#### Excerpt to read:
= = = = =
- The Critical Idiom of Postmodernity and Its Contributions to an Understanding of Complexity
Paul Cilliers’s Complexity and Postmodernism: Understanding Complex Systems attempts to bring together developments in neuroscience, linguistics, logic, computer science, the philosophy of science, and poststructural theory in an effort to locate unifying themes in these exciting fields. Cilliers seizes on “complexity,” a term used to describe large-scale, non-linear interaction of nodes or agents in a dynamic environment, as a way to discuss possible structural resonances among the brain, natural language, artificial intelligence, deconstruction, and the legitimation of knowledge in contemporary society. By means of this ambitiously interdisciplinary approach, Cilliers hopes to overcome certain persistent simplifications in the thinking of both representation and organization.
= = = = =
#### Supplied records:
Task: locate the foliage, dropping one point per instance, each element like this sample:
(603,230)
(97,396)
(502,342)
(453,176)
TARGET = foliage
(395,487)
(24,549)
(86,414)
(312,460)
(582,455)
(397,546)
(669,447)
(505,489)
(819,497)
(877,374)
= = = = =
#### Prompt 1:
In the passage on complexity and postmodernism, why does Cilliers take an ambitiously interdisciplinary approach? Answer in one to three sentences.
#### Prompt 2:
From the passage on complexity and postmodernism, extract word for word the stretch from "- The Critical" through "representation and organization.".

#### Expected answer 1:
Cilliers takes this approach because he hopes to overcome certain persistent simplifications in how both representation and organization are thought about. Bringing together neuroscience, linguistics, logic, computer science, the philosophy of science, and poststructural theory serves his effort to locate unifying themes in these fields.

#### Expected answer 2:
- The Critical Idiom of Postmodernity and Its Contributions to an Understanding of Complexity
Paul Cilliers’s Complexity and Postmodernism: Understanding Complex Systems attempts to bring together developments in neuroscience, linguistics, logic, computer science, the philosophy of science, and poststructural theory in an effort to locate unifying themes in these exciting fields. Cilliers seizes on “complexity,” a term used to describe large-scale, non-linear interaction of nodes or agents in a dynamic environment, as a way to discuss possible structural resonances among the brain, natural language, artificial intelligence, deconstruction, and the legitimation of knowledge in contemporary society. By means of this ambitiously interdisciplinary approach, Cilliers hopes to overcome certain persistent simplifications in the thinking of both representation and organization.